(Entries for pointing and labeling)
** begin **

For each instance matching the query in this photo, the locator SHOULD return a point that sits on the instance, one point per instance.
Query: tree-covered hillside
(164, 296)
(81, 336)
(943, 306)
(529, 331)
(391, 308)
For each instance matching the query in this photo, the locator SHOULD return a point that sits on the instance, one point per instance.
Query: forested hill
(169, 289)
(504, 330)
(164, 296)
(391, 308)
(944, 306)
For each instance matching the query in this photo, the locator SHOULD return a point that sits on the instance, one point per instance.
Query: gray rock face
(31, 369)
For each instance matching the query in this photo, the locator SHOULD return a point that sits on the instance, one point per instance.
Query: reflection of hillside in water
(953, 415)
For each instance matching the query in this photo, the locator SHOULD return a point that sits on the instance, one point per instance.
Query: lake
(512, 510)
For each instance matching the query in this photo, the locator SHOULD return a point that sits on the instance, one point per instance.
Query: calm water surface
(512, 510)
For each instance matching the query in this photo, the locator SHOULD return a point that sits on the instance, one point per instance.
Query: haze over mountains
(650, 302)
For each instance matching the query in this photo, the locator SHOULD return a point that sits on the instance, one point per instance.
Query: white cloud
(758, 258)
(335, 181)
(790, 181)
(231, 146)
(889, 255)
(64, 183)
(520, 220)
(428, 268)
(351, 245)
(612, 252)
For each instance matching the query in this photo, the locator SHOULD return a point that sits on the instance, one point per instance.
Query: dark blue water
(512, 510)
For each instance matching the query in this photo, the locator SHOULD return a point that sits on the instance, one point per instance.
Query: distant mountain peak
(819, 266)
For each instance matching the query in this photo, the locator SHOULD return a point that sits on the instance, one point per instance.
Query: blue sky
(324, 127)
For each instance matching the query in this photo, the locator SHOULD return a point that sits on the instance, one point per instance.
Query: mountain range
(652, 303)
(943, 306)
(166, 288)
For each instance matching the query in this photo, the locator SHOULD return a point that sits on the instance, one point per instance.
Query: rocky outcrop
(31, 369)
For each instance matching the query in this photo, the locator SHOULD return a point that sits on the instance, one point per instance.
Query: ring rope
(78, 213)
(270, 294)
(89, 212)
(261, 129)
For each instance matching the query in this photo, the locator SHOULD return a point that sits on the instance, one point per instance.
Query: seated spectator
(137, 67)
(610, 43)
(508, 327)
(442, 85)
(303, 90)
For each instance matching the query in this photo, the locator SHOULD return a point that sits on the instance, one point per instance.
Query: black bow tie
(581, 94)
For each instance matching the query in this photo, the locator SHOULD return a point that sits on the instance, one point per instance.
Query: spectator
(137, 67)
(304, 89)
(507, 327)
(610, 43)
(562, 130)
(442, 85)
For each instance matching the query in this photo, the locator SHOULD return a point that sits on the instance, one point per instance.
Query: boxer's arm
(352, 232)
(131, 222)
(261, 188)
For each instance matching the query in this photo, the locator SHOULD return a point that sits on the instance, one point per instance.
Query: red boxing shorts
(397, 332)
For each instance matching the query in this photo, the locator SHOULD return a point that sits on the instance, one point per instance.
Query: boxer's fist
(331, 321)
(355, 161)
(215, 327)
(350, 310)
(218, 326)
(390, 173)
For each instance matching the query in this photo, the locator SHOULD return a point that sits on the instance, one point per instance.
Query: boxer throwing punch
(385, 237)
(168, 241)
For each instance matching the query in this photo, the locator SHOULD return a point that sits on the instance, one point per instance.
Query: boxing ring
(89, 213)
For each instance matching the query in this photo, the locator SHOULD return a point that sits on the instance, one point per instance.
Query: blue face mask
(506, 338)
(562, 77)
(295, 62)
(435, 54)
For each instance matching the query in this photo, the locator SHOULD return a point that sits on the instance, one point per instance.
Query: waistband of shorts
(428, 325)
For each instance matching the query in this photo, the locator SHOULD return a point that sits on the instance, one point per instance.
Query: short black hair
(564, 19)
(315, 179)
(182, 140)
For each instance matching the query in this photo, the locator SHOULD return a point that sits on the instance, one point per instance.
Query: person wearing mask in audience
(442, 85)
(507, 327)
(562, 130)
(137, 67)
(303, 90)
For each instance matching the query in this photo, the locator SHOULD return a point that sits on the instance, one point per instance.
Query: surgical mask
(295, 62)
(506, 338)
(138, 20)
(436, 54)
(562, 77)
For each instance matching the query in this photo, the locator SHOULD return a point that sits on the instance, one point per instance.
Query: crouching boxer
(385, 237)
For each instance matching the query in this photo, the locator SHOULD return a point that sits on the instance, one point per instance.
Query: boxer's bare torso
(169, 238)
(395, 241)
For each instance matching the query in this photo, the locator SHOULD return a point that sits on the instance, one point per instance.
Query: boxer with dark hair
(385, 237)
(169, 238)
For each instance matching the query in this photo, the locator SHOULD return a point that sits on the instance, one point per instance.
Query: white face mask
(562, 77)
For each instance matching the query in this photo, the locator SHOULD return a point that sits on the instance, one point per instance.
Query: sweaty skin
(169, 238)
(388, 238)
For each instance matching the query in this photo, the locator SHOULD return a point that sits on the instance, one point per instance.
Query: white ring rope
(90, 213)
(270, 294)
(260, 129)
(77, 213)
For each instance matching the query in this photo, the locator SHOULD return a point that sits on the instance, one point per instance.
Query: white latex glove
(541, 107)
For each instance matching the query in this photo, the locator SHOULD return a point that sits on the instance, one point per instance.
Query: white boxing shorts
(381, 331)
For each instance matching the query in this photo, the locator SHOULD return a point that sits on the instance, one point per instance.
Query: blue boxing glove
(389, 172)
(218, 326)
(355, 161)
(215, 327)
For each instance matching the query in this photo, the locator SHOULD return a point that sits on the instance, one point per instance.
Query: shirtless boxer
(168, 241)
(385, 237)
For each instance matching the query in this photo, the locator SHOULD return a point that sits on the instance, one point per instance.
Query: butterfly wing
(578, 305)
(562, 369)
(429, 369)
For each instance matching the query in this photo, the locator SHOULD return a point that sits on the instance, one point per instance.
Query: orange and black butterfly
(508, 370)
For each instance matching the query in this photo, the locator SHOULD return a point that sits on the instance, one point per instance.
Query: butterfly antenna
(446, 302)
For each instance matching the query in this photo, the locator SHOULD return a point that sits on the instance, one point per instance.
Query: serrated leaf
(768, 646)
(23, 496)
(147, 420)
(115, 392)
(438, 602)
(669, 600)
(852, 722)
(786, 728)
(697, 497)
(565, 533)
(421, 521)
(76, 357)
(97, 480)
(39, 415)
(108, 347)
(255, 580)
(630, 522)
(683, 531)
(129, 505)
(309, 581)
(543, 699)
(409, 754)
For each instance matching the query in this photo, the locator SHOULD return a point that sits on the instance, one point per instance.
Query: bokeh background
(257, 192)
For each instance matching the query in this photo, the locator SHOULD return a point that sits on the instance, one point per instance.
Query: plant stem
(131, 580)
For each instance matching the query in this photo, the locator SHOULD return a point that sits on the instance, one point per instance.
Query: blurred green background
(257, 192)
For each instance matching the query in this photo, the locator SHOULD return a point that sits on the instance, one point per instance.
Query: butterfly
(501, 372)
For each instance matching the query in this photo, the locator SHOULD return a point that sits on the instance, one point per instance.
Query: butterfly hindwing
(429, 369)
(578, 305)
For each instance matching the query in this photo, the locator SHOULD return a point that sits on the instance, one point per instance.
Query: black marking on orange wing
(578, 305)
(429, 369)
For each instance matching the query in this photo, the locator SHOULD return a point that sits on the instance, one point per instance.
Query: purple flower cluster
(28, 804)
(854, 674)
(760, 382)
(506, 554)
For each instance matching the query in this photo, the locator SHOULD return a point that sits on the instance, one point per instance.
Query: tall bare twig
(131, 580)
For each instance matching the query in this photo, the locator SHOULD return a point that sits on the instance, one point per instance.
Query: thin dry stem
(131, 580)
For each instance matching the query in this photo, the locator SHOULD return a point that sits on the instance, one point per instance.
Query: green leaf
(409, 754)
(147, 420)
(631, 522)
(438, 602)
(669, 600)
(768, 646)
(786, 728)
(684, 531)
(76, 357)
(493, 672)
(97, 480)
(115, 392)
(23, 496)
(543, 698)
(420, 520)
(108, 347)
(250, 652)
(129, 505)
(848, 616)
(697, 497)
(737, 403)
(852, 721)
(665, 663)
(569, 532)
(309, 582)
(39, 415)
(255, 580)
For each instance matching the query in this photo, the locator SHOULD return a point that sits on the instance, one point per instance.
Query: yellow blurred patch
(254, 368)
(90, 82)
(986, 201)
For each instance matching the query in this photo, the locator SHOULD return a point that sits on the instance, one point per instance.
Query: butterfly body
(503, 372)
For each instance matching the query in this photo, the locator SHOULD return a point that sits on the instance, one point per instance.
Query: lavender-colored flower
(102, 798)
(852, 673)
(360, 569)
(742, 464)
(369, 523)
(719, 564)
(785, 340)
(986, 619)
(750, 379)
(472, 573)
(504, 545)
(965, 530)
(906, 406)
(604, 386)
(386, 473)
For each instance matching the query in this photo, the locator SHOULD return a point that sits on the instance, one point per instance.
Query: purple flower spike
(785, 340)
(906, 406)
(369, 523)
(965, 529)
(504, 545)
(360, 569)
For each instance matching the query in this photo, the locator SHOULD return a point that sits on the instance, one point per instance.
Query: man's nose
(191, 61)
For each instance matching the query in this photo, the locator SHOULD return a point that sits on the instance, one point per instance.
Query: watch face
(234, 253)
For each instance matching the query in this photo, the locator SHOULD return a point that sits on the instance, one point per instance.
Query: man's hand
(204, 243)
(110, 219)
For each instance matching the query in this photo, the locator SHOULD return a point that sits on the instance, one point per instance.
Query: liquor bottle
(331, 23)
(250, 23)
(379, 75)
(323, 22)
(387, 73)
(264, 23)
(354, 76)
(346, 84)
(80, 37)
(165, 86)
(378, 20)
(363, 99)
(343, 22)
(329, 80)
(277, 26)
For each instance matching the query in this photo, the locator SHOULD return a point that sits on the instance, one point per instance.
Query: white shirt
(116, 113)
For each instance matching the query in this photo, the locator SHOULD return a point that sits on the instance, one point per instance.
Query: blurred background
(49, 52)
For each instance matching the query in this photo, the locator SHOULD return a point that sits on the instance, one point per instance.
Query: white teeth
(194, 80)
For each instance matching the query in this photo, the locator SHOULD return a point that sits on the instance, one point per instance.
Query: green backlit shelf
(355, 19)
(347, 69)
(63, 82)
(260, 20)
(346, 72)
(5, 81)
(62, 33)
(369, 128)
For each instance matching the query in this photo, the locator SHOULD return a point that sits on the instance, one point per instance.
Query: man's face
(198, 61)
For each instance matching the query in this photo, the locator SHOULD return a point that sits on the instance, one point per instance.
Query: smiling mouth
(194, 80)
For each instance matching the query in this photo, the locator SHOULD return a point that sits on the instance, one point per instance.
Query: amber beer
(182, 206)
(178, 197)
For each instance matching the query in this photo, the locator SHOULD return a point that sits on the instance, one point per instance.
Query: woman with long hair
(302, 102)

** end **

Exercise brief:
Find every line in the material above that contains the string "mask", matching case exactly. Copy each of those lines.

The answer:
Query: blue face mask
Query: person wearing mask in audience
Query: surgical mask
Query: white face mask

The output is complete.